Brief: Output each line of the items below as a numbered list, omitting any blank lines.

Data for the task:
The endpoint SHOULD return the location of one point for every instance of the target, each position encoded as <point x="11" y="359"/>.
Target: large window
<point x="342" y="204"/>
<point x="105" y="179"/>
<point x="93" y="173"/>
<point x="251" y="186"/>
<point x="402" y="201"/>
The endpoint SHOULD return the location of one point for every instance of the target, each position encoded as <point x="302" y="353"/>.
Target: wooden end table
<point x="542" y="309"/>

Correct result:
1. The endpoint SHOULD return the location of one point for every instance of the target, each position encoded as <point x="11" y="359"/>.
2. Target: large window
3. <point x="342" y="204"/>
4. <point x="105" y="179"/>
5. <point x="93" y="173"/>
6. <point x="251" y="186"/>
7. <point x="402" y="201"/>
8. The endpoint SHOULD return the location of one point for every instance of the target, each position encoded as <point x="302" y="353"/>.
9. Target: wooden end table
10. <point x="542" y="309"/>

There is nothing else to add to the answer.